Passage for review:

···

Private insurance companies are expecting to pay out a record of at least $1.3 billion in rebates to consumers this year based on their share of premium revenues devoted to healthcare expenses in recent years, according to a Kaiser Family Foundation analysis. In the individual market alone, insurers will pay out the highest rebates in Virginia, followed by Arizona and Texas. Arizona’s individual market rebates are expected to reach $92.3 million.
Montana has received a $19 million awared from the Centers for Medicare and Medicaid Services (CMS) to support a statewide health information exchange (HIE), according to HIT Consultant. The HIE will give providers access to patient data in real-time with participating providers across the state to improve quality of care and reduce healthcare costs. A coalition of healthcare providers and public and private health plans created a nonprofit organization, Big Sky Care Connect, to develop the HIE, which will begin sharing healthcare data in 2020.
Over six years ending in June 2018, the University of Virginia Health System and its doctors sued former patients more than 36,000 times for over $106 million, seizing wages and bank accounts, putting liens on property and homes and forcing families into bankruptcy, a Kaiser Health News and Washington Post analysis has found. Uninsured patients are left to cover bills that are sometimes twice what a commercial insurer would have paid due to insurer discounts and negotiated rates. Under a Virginia program designed to help state and local governments collect debt, the health system also seized $22 million in state tax refunds to patients with outstanding medical bills in the last six fiscal years — most of it without court judgments, in addition to billing them for legal costs and interest on their unpaid bill. This nonprofit hospital system offers charity care and other community benefits to patients, but savings of only $4,000 in a retirement account can disqualify a family from aid, even if its income is barely above poverty level. Health system representatives have defended themselves, stating that suing patients and using collections agencies are last resorts. Contributing to the problem, standards for community benefit requirements are vague—the American Hospital Association merely requires hospitals to have a financial assistance policy and make “reasonable efforts” to determine whether a patient qualifies before initiating collections.
California passed a measure to require Kaiser Permanente to join other insurers in providing more detailed information on expenses and revenue, reports The Sacramento Bee. Moving forward, Kaiser must report expenses and revenue for each of its facilities; break down revenue by type of payer (Medicare, Medi-Cal or private insurance) at each facility; and break down rate increases by type of service (hospital, physician services, pharmacy, radiology and laboratory). Consumer advocates support the increased transparency, citing that Kaiser has had a fairly broad exemption from much of the state’s rate review processes that other insurers have to follow. This bill ensures that Kaiser will provide the same types of information justifying their rates as other health insurers.

···

Record extracts:
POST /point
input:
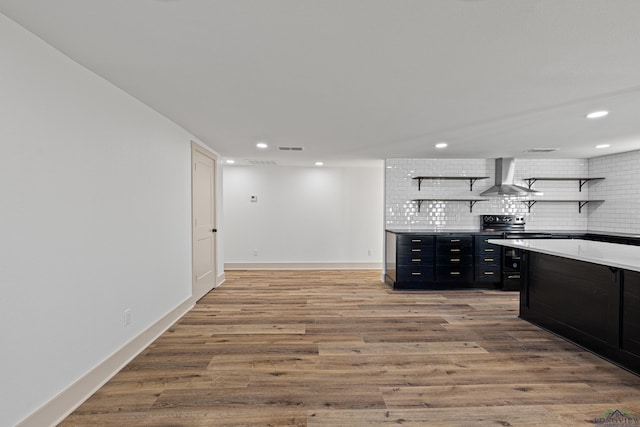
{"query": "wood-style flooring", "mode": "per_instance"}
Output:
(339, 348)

···

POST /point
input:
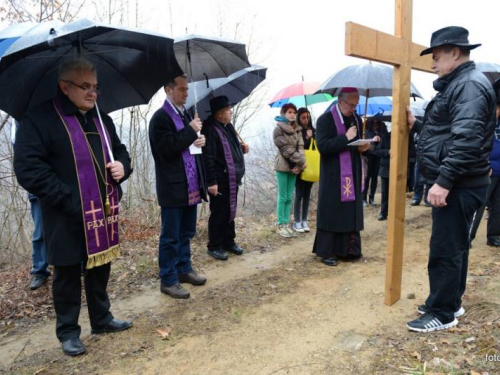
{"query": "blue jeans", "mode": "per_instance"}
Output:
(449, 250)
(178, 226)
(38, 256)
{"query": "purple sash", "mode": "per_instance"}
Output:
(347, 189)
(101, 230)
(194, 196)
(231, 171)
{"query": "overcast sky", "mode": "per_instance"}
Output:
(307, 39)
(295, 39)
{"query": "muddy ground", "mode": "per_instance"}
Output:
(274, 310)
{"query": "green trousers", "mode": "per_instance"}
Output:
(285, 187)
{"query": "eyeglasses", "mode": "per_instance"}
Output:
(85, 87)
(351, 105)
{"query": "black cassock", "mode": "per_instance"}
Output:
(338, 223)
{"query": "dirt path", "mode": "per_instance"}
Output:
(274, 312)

···

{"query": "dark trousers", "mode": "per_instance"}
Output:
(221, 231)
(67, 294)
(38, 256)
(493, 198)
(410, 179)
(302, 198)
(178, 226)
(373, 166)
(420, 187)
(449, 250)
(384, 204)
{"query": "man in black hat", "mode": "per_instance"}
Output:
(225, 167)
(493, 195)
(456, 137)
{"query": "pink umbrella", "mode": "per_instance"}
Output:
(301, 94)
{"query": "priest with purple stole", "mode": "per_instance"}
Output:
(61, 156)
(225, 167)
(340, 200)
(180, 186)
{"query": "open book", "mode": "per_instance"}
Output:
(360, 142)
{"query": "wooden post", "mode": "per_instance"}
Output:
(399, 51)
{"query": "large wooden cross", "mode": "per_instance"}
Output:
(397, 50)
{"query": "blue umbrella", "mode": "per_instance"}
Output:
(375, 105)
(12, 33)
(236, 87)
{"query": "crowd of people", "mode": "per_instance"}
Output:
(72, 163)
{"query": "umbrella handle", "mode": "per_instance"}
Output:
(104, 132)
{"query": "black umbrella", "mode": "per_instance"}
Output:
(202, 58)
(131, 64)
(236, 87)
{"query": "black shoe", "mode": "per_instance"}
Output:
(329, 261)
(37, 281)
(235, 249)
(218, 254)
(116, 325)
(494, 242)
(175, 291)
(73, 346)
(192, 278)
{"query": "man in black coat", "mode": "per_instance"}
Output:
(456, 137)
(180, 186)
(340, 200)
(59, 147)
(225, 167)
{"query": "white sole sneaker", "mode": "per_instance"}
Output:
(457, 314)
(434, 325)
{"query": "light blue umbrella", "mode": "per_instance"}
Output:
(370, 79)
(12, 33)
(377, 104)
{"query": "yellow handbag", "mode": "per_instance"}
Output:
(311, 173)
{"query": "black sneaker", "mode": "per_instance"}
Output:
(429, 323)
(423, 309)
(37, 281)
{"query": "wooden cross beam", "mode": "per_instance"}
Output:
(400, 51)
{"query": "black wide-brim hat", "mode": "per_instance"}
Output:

···

Check your understanding:
[1] In the health news digest, rewrite the stretch from "California passed a" through "other health insurers.", changing "Consumer advocates" to "Patient advocates".
[2] Answer these questions from the health news digest:
(a) What nonprofit organization was created to develop Montana's health information exchange?
(b) How much in state tax refunds did the University of Virginia Health System seize in the last six fiscal years?
(c) Which state's individual market rebates are expected to reach $92.3 million?
[3] According to the health news digest, why do consumer advocates support California's measure requiring Kaiser Permanente to report more detailed information? Answer in one to three sentences.

Solutions below:
[1]
California passed a measure to require Kaiser Permanente to join other insurers in providing more detailed information on expenses and revenue, reports The Sacramento Bee. Moving forward, Kaiser must report expenses and revenue for each of its facilities; break down revenue by type of payer (Medicare, Medi-Cal or private insurance) at each facility; and break down rate increases by type of service (hospital, physician services, pharmacy, radiology and laboratory). Patient advocates support the increased transparency, citing that Kaiser has had a fairly broad exemption from much of the state’s rate review processes that other insurers have to follow. This bill ensures that Kaiser will provide the same types of information justifying their rates as other health insurers.

[2]
(a) Big Sky Care Connect
(b) $22 million
(c) Arizona

[3] Kaiser has had a fairly broad exemption from much of the state's rate review processes that other insurers have to follow. The measure requires Kaiser to provide the same types of information justifying its rates as other health insurers.